__HOW TO COMPLETE THIS TASK__:
What is needed is every line from the one holding "Each instance receives a single keypoint. Tag the dry" to the last line of the data below, printed exactly and without pictures.

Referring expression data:
_ _ _ _ _ _ _

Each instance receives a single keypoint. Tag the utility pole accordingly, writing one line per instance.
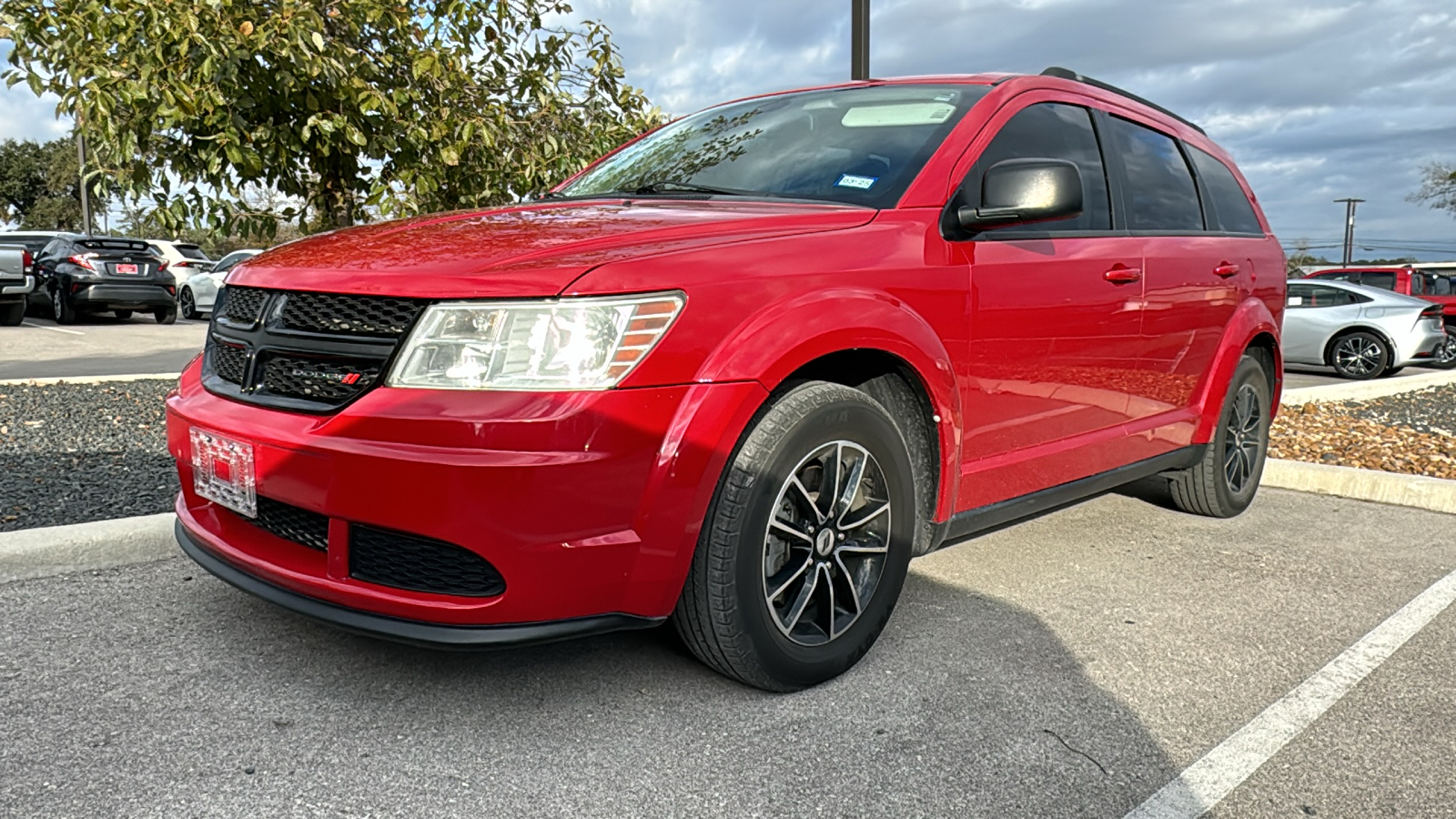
(1350, 228)
(859, 41)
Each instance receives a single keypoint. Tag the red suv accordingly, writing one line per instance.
(1431, 283)
(739, 372)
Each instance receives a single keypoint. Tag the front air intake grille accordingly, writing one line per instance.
(244, 305)
(303, 351)
(230, 363)
(291, 523)
(349, 315)
(420, 564)
(318, 379)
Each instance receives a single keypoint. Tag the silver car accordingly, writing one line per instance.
(1360, 331)
(198, 293)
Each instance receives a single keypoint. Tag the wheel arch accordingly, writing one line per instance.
(887, 339)
(1334, 339)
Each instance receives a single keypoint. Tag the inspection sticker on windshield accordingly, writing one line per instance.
(858, 182)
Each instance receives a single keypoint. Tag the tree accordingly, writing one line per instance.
(398, 106)
(1438, 187)
(40, 186)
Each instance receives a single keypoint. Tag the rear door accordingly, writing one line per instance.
(1194, 278)
(1055, 322)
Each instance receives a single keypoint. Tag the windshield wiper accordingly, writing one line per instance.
(666, 186)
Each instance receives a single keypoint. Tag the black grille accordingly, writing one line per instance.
(349, 315)
(318, 379)
(293, 523)
(230, 363)
(242, 305)
(420, 564)
(303, 351)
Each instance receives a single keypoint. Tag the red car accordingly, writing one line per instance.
(739, 372)
(1431, 283)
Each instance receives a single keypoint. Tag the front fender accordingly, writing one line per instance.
(1249, 321)
(786, 336)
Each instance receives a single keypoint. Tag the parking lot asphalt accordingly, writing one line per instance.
(1067, 666)
(98, 346)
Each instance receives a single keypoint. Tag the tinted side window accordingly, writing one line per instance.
(1050, 130)
(1376, 278)
(1230, 207)
(1161, 193)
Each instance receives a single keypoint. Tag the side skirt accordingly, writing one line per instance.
(986, 519)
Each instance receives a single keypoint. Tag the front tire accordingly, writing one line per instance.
(62, 308)
(187, 303)
(805, 545)
(1225, 481)
(1360, 356)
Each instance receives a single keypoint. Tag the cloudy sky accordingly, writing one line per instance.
(1315, 101)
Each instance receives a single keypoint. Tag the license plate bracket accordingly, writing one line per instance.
(223, 471)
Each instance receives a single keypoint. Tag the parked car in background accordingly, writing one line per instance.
(16, 281)
(1431, 283)
(92, 274)
(198, 293)
(1360, 331)
(739, 372)
(34, 241)
(184, 258)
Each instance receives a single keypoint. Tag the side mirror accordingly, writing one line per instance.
(1019, 191)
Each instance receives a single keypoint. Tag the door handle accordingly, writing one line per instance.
(1123, 274)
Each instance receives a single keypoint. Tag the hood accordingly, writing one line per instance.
(524, 251)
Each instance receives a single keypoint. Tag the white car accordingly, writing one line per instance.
(198, 293)
(1360, 331)
(184, 258)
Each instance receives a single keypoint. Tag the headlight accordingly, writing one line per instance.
(533, 346)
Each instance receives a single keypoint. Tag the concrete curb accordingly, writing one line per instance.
(89, 379)
(1365, 389)
(82, 547)
(1361, 484)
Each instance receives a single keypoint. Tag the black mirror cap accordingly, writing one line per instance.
(1021, 191)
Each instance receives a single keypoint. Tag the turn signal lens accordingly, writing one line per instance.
(567, 344)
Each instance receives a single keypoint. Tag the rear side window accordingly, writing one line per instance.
(1230, 206)
(1385, 280)
(1050, 130)
(1161, 194)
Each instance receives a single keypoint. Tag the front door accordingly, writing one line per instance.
(1055, 325)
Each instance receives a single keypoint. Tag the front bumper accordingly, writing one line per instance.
(123, 296)
(405, 630)
(587, 504)
(11, 288)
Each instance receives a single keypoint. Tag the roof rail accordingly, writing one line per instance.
(1077, 77)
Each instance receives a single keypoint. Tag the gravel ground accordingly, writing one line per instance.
(1407, 433)
(70, 453)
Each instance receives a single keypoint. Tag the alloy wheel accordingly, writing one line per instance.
(826, 545)
(1358, 356)
(1242, 439)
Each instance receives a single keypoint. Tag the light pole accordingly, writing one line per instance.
(859, 41)
(1350, 228)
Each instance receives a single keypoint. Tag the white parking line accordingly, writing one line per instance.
(1223, 768)
(55, 329)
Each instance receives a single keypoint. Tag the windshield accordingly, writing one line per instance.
(856, 146)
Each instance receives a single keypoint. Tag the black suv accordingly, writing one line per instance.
(92, 274)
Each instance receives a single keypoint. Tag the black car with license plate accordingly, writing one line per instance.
(95, 274)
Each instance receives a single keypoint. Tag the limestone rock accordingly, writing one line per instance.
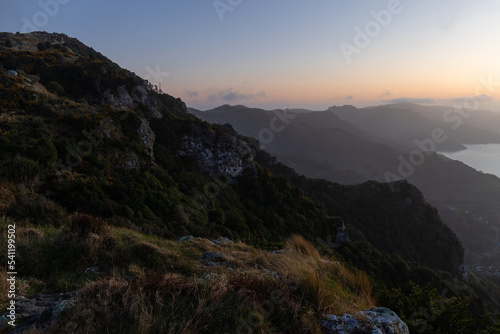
(379, 320)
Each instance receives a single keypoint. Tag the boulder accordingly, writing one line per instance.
(379, 320)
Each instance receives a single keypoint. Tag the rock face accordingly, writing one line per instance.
(217, 154)
(379, 320)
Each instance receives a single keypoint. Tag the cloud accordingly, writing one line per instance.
(343, 98)
(387, 93)
(230, 95)
(420, 100)
(191, 93)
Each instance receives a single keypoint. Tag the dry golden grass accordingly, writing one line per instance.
(327, 285)
(160, 286)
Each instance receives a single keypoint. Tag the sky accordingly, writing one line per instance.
(288, 54)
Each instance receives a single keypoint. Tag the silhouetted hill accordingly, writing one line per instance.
(99, 172)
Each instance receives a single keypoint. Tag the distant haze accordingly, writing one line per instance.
(288, 53)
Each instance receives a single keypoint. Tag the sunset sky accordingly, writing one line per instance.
(287, 54)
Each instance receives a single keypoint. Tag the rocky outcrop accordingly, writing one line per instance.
(38, 312)
(379, 320)
(339, 230)
(147, 137)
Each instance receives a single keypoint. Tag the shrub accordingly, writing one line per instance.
(55, 88)
(22, 170)
(37, 209)
(45, 152)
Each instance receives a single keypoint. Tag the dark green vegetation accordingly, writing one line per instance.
(100, 170)
(351, 145)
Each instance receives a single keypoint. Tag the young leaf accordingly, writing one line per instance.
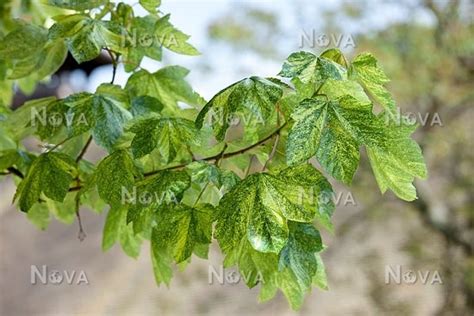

_ _ _ _ _ _ _

__TASK RESPONSE__:
Each instance receives a single keypoint. Tag the dry golden grass accordingly, writing one line per instance.
(327, 285)
(160, 286)
Each instance receives a single keypoint. Tag the sky accordingly, writing one line per instance.
(288, 54)
Each instance receives a single keypoint. Tag the silhouetted hill accordingly, writing one line per instance.
(99, 172)
Each instance receives a single keypoint. Tag the distant haze accordingly, writing one line per instance.
(288, 53)
Each instance receives a single keypoint. Tag the sunset sky accordingly, writing one line per instance.
(287, 54)
Each instance receives a single keypoint. Tag the rocky outcrop accordingly, writing one line per instance.
(38, 312)
(379, 320)
(339, 230)
(147, 137)
Each instance receives a single keypoint. Tag the shrub accordingly, writing one line per instance.
(55, 88)
(22, 170)
(37, 209)
(45, 152)
Each instance receives a single keypoint. Tag the dark green vegetation accordingly, writing one line per instance.
(100, 170)
(351, 145)
Each instance receives a single keypoint. Tag the young leaf accordingly, writing one line per instance.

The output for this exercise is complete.